**YOUR GOAL**:
Write the records out once more, so that nothing differs from the original.

(Dataset excerpts)
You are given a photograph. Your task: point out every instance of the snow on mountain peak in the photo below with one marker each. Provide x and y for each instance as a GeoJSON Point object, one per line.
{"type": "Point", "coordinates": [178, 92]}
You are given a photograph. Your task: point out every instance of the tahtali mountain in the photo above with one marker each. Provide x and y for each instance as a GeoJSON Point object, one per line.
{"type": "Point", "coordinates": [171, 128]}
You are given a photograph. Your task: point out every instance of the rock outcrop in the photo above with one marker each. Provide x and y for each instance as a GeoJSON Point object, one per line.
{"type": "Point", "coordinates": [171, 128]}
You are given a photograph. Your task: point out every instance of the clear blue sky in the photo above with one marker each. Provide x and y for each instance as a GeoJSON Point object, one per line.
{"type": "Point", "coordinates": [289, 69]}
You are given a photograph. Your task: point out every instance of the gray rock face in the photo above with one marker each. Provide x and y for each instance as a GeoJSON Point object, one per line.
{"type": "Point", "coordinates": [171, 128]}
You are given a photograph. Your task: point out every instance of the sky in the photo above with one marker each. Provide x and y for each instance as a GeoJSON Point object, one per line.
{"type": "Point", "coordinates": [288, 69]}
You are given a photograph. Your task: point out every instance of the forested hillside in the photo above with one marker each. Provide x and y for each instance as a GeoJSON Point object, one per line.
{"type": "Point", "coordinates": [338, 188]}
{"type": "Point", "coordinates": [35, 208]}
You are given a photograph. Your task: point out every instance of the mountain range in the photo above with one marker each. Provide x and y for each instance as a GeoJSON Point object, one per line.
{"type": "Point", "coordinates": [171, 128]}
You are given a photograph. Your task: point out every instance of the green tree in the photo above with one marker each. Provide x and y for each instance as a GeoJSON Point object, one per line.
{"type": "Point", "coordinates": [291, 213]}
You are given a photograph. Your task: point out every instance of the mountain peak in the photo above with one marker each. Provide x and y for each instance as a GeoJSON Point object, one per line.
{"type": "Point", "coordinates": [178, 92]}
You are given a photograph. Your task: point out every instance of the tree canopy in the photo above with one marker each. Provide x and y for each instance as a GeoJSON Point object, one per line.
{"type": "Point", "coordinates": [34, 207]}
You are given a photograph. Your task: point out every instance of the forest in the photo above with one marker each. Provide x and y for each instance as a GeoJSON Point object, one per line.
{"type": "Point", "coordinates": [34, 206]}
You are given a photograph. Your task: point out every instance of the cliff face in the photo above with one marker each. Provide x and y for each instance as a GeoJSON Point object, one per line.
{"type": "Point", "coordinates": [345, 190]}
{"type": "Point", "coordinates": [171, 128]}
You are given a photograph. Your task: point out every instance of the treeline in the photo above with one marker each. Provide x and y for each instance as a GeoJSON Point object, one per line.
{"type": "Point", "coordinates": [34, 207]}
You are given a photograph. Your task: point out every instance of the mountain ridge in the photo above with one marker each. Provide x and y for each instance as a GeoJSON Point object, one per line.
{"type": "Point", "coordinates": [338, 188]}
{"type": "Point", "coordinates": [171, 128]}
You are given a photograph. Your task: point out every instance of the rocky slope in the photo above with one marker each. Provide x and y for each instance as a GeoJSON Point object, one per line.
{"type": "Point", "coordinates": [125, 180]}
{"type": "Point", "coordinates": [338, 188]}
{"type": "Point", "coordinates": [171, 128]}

**TASK OUTPUT**:
You are given a photograph. Your task: point out every instance of the snow on mountain peak in the photo below with one marker each. Provide x and y for each instance as a GeoJSON Point object, one per line.
{"type": "Point", "coordinates": [178, 92]}
You are given a photograph. Your task: point out every instance of the tahtali mountain in the photo above with one marker each. Provide x and y for each instance as a GeoJSON Point object, one per line.
{"type": "Point", "coordinates": [171, 128]}
You are given a photograph. Your task: point out every instance of the rock outcrop in the photo above with one marker each. Provide x and y for each instance as a GeoJSON Point object, one per line.
{"type": "Point", "coordinates": [171, 128]}
You are given a photograph. Your task: point out every instance of the clear blue sky in the photo above with one marker each. Provide x and y for each instance as a GeoJSON Point object, one per line.
{"type": "Point", "coordinates": [289, 69]}
You are given a photograph. Your task: point out every instance of the gray rock face in the photo above with one marker each. Provide x and y for each instance as a GeoJSON Point object, one per line.
{"type": "Point", "coordinates": [171, 128]}
You are given a photograph. Your task: point out every instance of the sky in the photo above with one marker each. Provide x and y for each instance as a GeoJSON Point object, one per line.
{"type": "Point", "coordinates": [288, 69]}
You are given a photograph. Your task: point out every instance of the forested hillside in the photo above with one marker each. Provide x and y for each instance as a GeoJSON Point object, one per line.
{"type": "Point", "coordinates": [338, 188]}
{"type": "Point", "coordinates": [35, 208]}
You are given a photograph. Your task: point out every instance of the mountain range in the photo above with one marker each. Provide x and y for each instance as a GeoJSON Point object, one per line.
{"type": "Point", "coordinates": [171, 128]}
You are given a photograph. Your task: point out every instance of the green tree in the photo above with one marker each. Provide x and y for each instance as a GeoJSON Point object, one per line.
{"type": "Point", "coordinates": [291, 213]}
You are given a photograph. Your task: point out every instance of the mountain peak in the photo above with one marker each. Provide x and y for each instance as a GeoJSON Point object, one per line.
{"type": "Point", "coordinates": [178, 92]}
You are given a photograph. Your task: point out every instance of the tree canopy in the photo above with one marker each. Provide x and y for each instance as a GeoJSON Point object, one per line.
{"type": "Point", "coordinates": [34, 207]}
You are given a photograph. Your task: point out every instance of the forest in the photo above with one marker each. Provide x and y for each instance as a GeoJSON Point object, one per line.
{"type": "Point", "coordinates": [34, 206]}
You are given a photograph. Your task: point out every instance of the cliff face in the photo above with one marker each. Provide x and y for each instance as a GeoJSON Point object, one per line.
{"type": "Point", "coordinates": [345, 190]}
{"type": "Point", "coordinates": [171, 128]}
You are given a photograph. Your task: point out every instance of the treeline in the photo above with one marker each. Provide x and y for each instance as a GeoJSON Point object, one per line.
{"type": "Point", "coordinates": [34, 207]}
You are given a photograph. Your task: point out every instance of the mountain ridge in the photo above with one marker each. Provide x and y for each instance as a GeoJSON Point object, one per line.
{"type": "Point", "coordinates": [338, 188]}
{"type": "Point", "coordinates": [171, 128]}
You are given a photograph. Your task: point out every instance of the rocky slope in the photo above with one marker each. Provide x and y for each instance as a GeoJSON Point object, one per line.
{"type": "Point", "coordinates": [125, 180]}
{"type": "Point", "coordinates": [338, 188]}
{"type": "Point", "coordinates": [171, 128]}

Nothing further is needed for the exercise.